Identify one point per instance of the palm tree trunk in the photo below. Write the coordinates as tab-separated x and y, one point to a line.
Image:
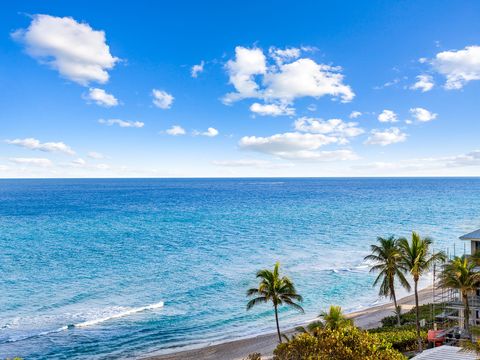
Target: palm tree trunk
417	317
394	296
467	313
278	325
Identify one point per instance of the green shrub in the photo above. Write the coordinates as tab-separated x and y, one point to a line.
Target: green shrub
254	356
347	343
402	339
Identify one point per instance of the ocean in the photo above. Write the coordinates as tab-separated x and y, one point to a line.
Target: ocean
122	268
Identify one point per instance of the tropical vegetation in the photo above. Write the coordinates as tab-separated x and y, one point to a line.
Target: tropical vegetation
387	261
346	343
460	274
418	260
275	289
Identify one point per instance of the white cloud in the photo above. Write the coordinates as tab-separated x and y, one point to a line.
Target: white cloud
386	137
162	99
387	116
101	97
176	130
422	114
355	114
282	81
34	144
296	146
79	162
458	66
241	71
424	83
469	159
74	49
197	69
336	127
121	123
211	132
95	155
284	55
272	109
41	162
251	163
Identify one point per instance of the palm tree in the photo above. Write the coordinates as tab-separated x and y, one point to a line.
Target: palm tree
460	274
334	319
275	289
417	259
387	262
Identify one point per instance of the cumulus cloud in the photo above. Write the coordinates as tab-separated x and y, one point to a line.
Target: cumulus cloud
335	127
304	77
241	72
74	49
162	99
101	97
34	144
387	116
176	130
197	69
272	109
251	163
121	123
355	114
284	55
471	158
95	155
41	162
386	137
424	83
283	81
422	114
296	146
458	66
211	132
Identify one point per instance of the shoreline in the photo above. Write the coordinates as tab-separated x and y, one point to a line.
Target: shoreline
265	344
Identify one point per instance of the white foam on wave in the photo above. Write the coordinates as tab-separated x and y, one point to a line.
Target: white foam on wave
92	322
118	315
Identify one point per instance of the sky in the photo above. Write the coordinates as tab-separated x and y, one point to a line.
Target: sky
239	89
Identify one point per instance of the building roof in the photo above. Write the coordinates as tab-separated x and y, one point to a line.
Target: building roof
474	235
445	352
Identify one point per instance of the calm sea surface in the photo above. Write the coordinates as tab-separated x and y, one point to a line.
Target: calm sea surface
144	266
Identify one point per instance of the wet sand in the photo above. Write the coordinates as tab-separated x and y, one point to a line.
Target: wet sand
265	344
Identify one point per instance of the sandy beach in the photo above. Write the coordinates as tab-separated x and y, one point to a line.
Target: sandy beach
265	344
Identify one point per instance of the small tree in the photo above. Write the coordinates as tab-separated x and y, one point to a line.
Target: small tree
460	274
387	259
348	343
418	260
275	289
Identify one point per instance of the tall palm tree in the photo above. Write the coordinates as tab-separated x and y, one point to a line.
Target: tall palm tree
334	318
275	289
460	274
418	260
387	259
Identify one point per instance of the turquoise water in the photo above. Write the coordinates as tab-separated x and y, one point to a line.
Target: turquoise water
146	266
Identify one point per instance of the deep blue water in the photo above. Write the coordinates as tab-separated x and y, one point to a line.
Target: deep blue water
99	251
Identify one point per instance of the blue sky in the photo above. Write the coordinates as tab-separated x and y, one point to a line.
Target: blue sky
377	88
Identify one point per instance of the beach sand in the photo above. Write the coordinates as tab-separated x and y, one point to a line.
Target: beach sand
265	344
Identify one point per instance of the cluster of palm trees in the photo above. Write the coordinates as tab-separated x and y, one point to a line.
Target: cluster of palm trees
393	258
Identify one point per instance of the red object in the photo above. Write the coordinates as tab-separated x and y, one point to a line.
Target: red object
436	336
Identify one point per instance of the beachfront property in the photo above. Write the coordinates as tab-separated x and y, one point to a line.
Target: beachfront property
452	319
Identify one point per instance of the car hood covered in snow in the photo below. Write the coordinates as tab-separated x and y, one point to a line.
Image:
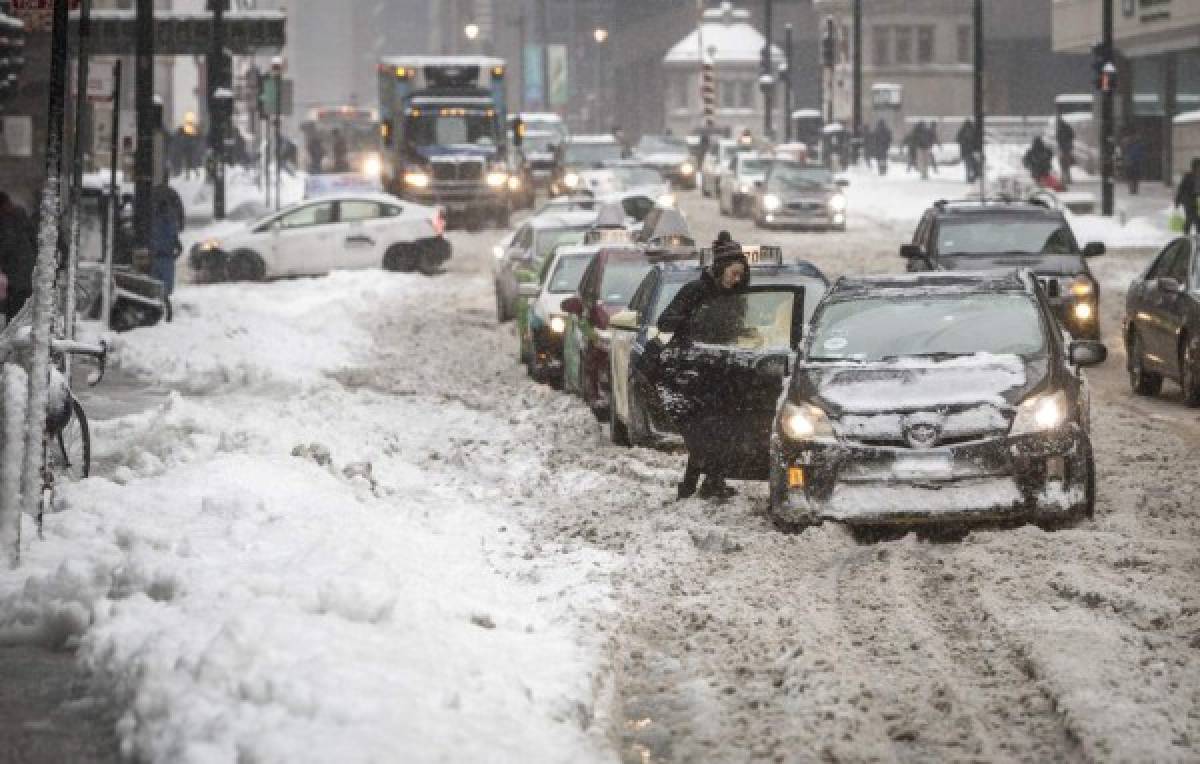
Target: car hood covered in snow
915	384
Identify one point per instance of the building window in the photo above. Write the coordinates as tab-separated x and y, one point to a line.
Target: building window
924	44
727	91
904	44
745	95
881	38
965	38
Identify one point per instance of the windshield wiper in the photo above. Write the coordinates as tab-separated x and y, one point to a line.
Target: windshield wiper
937	355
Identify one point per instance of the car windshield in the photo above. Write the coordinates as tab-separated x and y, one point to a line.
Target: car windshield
592	152
797	178
634	176
1006	236
883	329
568	272
622	276
551	238
661	144
751	167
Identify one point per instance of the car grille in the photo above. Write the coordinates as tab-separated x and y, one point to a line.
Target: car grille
471	169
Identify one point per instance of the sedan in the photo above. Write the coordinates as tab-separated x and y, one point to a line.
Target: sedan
935	399
1162	324
352	230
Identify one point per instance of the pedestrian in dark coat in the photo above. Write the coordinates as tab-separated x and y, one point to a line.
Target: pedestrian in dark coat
165	247
966	139
18	253
882	145
730	274
1187	196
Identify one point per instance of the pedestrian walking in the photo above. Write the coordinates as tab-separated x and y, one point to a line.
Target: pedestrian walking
1065	138
729	274
1133	151
882	145
966	140
18	254
1187	196
165	247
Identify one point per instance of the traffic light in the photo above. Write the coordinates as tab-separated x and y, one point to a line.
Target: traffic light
827	43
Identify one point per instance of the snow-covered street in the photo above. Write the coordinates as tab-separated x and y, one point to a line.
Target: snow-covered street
354	530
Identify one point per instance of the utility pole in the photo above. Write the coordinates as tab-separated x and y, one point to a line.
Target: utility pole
767	77
216	83
143	163
857	107
789	84
978	98
1108	82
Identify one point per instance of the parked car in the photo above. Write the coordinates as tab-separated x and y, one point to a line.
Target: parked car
543	325
935	399
636	415
351	230
532	245
606	287
999	235
801	196
581	152
714	163
1162	322
736	197
670	156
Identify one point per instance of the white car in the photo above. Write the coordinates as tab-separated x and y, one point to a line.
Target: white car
346	230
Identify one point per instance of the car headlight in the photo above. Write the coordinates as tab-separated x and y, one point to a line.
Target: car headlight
372	166
1083	287
1041	414
804	421
417	179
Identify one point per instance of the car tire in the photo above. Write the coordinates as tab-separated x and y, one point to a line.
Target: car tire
245	265
1144	383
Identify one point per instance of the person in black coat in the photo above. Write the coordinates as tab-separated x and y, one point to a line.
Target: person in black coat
730	274
18	253
1187	196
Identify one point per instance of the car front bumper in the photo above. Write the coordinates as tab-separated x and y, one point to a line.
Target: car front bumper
1039	476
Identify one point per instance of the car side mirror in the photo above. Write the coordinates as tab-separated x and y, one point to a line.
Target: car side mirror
1087	353
573	305
624	320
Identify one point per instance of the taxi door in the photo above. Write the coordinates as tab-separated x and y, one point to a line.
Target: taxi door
723	373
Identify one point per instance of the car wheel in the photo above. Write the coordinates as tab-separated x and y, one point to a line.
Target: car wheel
246	265
617	429
1144	383
1189	373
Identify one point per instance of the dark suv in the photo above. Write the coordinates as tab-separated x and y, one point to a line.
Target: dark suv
1006	235
935	399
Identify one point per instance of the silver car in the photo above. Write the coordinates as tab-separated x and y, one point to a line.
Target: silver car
801	196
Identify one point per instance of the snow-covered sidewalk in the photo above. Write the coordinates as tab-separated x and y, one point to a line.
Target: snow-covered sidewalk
277	569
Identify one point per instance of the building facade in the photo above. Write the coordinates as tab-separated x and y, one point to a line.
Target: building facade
1158	71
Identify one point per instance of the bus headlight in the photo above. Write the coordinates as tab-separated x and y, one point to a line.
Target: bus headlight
372	166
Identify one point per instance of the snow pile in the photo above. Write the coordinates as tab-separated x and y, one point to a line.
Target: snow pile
291	569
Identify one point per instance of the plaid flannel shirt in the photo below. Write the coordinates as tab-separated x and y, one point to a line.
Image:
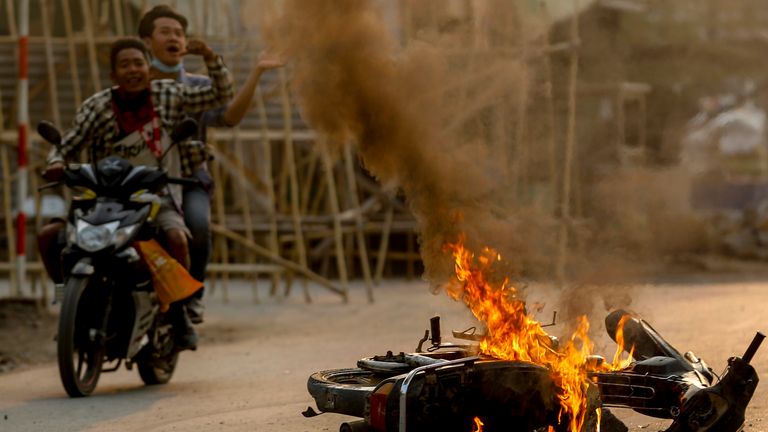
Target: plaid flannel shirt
95	123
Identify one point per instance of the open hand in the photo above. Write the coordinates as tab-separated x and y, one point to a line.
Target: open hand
267	61
54	172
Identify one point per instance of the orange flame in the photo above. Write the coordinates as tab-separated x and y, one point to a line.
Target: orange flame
478	425
513	334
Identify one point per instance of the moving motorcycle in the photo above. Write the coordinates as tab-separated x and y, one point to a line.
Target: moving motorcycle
447	386
110	310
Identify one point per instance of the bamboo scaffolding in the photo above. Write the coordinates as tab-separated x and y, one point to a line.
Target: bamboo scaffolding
93	60
333	203
570	150
222	248
74	75
381	260
293	178
267	149
10	233
50	64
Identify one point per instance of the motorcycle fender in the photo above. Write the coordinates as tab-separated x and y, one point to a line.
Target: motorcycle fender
83	268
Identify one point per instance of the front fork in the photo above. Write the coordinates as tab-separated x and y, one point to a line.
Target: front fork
97	334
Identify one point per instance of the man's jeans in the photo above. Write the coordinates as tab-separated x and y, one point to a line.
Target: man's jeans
197	216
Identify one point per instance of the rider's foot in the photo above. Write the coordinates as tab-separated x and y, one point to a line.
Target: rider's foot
195	309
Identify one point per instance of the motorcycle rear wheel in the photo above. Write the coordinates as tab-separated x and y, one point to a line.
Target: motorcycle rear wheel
80	359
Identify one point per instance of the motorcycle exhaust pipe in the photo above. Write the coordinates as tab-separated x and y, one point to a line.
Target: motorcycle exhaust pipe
752	349
355	426
434	325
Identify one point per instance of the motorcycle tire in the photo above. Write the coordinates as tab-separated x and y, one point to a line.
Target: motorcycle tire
158	371
80	360
343	391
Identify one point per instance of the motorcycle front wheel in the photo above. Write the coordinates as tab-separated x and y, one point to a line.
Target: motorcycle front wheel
343	391
80	358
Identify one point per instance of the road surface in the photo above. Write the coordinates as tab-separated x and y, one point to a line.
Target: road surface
251	370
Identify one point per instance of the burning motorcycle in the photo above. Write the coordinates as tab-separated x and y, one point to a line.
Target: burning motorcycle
451	387
110	308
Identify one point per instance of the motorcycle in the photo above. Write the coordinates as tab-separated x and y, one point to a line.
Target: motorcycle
110	310
448	386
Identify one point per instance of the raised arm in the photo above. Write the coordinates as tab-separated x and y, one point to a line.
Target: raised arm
242	102
204	98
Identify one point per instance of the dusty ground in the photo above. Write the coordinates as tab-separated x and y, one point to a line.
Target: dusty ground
251	370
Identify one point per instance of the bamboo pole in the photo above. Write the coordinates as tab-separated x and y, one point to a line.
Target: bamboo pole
10	233
75	75
355	203
309	180
333	203
293	177
50	64
92	57
245	210
11	14
570	144
290	265
267	148
34	182
118	11
222	220
384	244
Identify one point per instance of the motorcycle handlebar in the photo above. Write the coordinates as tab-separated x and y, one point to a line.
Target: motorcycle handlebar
183	181
752	349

__Task instructions__
Starting with the line that contains "Identify one point per instance of the motorcycle tire", print each line through the last one in the listing. Include both end lines and add nothing.

__Expected answer__
Identify one point per instance of the motorcycle tire in the photo above. Write the coordinates as tab-separated x and y, one point to a line.
Target: motorcycle tire
158	371
80	360
343	391
Identify one point per instance of the motorcycle front wheel in the photo above. Write the coordinates as tab-separated x and y, one point to a line.
Target: motorcycle front wheel
343	391
80	358
Identify one point per instance of the road surface in the photo above. Write the coordinates as tab-separated x and y, one point to a line.
Target: road surface
251	370
Identify one point per instance of the burning motorcycle in the photo above. Write the coordinates as tab-separated x and y, one point to a line.
Target: burning motorcycle
451	387
110	308
Identify one point per instance of the motorcycle in the photo above. Write the coordinates as tab-separated x and y, one point to a line.
Target: motorcycle
110	310
448	386
Identify one point per instance of the raised arm in the photo above. Write the coordinates as tab-separated x and y, one point to a line.
Target: raised arm
242	102
204	98
Identify one point per instance of the dusty ground in the photo above. Write the coordinates as tab-separated x and y, one point to a line.
Target: dusty ground
251	370
Identify one point per instance of the bamboo pole in the photo above. Write the coordinates as tab-separated x and y, one point to a line.
Target: bamboo pole
10	233
75	75
355	203
309	180
333	203
293	177
50	64
92	57
245	210
11	14
570	144
290	265
267	148
34	182
118	11
222	220
384	244
Identify one point per instance of the motorcycle handlebar in the photo above. Write the coordinates as tab-separated x and y, one point to a line.
Target: motorcycle handlebar
183	181
752	349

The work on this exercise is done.